WHAT IS REQUIRED:
Copy out every record precisely.

[Saved entries]

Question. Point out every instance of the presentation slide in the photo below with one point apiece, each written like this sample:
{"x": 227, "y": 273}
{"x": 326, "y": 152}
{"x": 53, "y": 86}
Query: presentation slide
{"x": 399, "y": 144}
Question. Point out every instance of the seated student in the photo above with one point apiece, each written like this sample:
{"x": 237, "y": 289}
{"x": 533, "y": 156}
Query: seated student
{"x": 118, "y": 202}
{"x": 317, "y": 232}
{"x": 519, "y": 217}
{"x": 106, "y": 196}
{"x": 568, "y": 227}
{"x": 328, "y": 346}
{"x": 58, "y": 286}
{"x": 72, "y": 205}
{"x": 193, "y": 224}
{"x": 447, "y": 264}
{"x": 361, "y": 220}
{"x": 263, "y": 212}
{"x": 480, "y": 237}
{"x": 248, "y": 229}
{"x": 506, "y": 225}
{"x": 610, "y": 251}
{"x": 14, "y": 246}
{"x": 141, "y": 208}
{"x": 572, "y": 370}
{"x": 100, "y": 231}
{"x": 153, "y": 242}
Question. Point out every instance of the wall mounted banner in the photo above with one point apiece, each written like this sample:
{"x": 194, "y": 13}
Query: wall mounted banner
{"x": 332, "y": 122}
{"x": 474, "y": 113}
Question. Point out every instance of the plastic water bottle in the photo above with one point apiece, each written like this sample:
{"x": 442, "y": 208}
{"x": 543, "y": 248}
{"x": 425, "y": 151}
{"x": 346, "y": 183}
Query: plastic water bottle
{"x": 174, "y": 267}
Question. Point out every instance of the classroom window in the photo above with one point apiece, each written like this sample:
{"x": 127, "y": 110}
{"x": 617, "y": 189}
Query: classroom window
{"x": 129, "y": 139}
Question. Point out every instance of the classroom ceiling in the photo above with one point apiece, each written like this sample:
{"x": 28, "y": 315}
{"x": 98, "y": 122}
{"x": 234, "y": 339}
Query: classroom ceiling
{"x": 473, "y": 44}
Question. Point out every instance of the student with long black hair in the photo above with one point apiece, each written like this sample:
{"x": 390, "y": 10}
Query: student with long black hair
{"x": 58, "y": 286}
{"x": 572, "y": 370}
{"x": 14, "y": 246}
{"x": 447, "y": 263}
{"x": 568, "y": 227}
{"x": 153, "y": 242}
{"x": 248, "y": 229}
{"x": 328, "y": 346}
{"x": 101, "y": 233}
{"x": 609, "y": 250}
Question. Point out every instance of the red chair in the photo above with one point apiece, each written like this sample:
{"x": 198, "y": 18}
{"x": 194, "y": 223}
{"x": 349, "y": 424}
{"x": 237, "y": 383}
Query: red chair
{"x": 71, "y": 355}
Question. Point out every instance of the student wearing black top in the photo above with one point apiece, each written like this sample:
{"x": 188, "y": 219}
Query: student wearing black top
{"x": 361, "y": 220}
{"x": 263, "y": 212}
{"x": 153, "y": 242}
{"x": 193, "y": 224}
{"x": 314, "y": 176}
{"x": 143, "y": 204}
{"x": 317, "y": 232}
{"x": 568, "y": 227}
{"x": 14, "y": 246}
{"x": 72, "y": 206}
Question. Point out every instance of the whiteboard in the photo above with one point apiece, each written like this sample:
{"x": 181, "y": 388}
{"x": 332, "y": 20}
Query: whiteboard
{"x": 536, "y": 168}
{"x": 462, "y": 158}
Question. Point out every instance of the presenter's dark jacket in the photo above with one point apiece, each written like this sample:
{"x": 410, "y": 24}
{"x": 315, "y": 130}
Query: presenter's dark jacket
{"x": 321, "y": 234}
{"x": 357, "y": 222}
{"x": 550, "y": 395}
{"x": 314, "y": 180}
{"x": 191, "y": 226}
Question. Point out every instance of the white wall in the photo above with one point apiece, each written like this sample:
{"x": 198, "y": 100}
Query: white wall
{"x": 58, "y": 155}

TASK RESULT:
Question. Point out every instance of the presentation slide in the photo below with one point apiece, each written like this sample:
{"x": 227, "y": 273}
{"x": 326, "y": 152}
{"x": 53, "y": 86}
Query: presentation slide
{"x": 399, "y": 144}
Question. Point out every instance of the seated student in the photo above with one point apiece, each written like this sample:
{"x": 237, "y": 289}
{"x": 533, "y": 156}
Query: seated student
{"x": 118, "y": 202}
{"x": 317, "y": 232}
{"x": 519, "y": 217}
{"x": 106, "y": 196}
{"x": 568, "y": 227}
{"x": 328, "y": 346}
{"x": 58, "y": 286}
{"x": 72, "y": 205}
{"x": 193, "y": 224}
{"x": 447, "y": 264}
{"x": 361, "y": 220}
{"x": 263, "y": 212}
{"x": 480, "y": 237}
{"x": 248, "y": 229}
{"x": 506, "y": 225}
{"x": 610, "y": 251}
{"x": 14, "y": 246}
{"x": 141, "y": 208}
{"x": 572, "y": 370}
{"x": 100, "y": 231}
{"x": 153, "y": 242}
Question. Point out every instance of the wall mounted banner in the photo above with one point apiece, each written like this sample:
{"x": 194, "y": 13}
Query: wall mounted banner
{"x": 332, "y": 122}
{"x": 474, "y": 113}
Question. Point out every instance of the plastic water bottle in the photo above with one point apiece, each written like this sample:
{"x": 442, "y": 208}
{"x": 543, "y": 248}
{"x": 425, "y": 151}
{"x": 346, "y": 183}
Query: plastic water bottle
{"x": 174, "y": 267}
Question. Point out every instance of the classroom window in the photo above with one point apiece, each written like this sample:
{"x": 127, "y": 110}
{"x": 617, "y": 189}
Query: classroom window
{"x": 129, "y": 139}
Question. Point out every instance of the classroom ceiling in the photo above with one point apiece, each written like this sample:
{"x": 28, "y": 315}
{"x": 98, "y": 122}
{"x": 234, "y": 339}
Query: classroom ceiling
{"x": 473, "y": 44}
Question. Point out every instance of the student with long black hair in the photo above with one point apiece, each written like this sample:
{"x": 390, "y": 10}
Query: student with long black hair
{"x": 58, "y": 286}
{"x": 572, "y": 370}
{"x": 14, "y": 246}
{"x": 447, "y": 263}
{"x": 568, "y": 227}
{"x": 153, "y": 242}
{"x": 248, "y": 229}
{"x": 328, "y": 346}
{"x": 101, "y": 233}
{"x": 609, "y": 250}
Question. Point out every instance of the red chair in the photo above with one point apiece, each written like this sample:
{"x": 198, "y": 18}
{"x": 194, "y": 223}
{"x": 349, "y": 424}
{"x": 237, "y": 383}
Query: red chair
{"x": 71, "y": 355}
Question. Point out every instance of the student wearing black top in the photo above with one point apiece, each written like this sample:
{"x": 188, "y": 219}
Query: student wearing black top
{"x": 361, "y": 220}
{"x": 263, "y": 212}
{"x": 153, "y": 242}
{"x": 193, "y": 224}
{"x": 314, "y": 176}
{"x": 143, "y": 204}
{"x": 317, "y": 232}
{"x": 568, "y": 227}
{"x": 14, "y": 246}
{"x": 72, "y": 206}
Question. Point out every instance of the whiteboard in the photo above with one point apiece, each written like this sample:
{"x": 181, "y": 388}
{"x": 332, "y": 20}
Query: whiteboard
{"x": 536, "y": 168}
{"x": 462, "y": 158}
Question. Point out every instance of the presenter's dark jacket in the photo above with one point apiece, each written like this sample:
{"x": 410, "y": 24}
{"x": 315, "y": 130}
Query: presenter's dark jacket
{"x": 321, "y": 234}
{"x": 357, "y": 222}
{"x": 550, "y": 395}
{"x": 314, "y": 180}
{"x": 191, "y": 226}
Question. Point out every instance of the white wall in the photo above with one point apiece, each written like this sample:
{"x": 198, "y": 100}
Query: white wall
{"x": 58, "y": 155}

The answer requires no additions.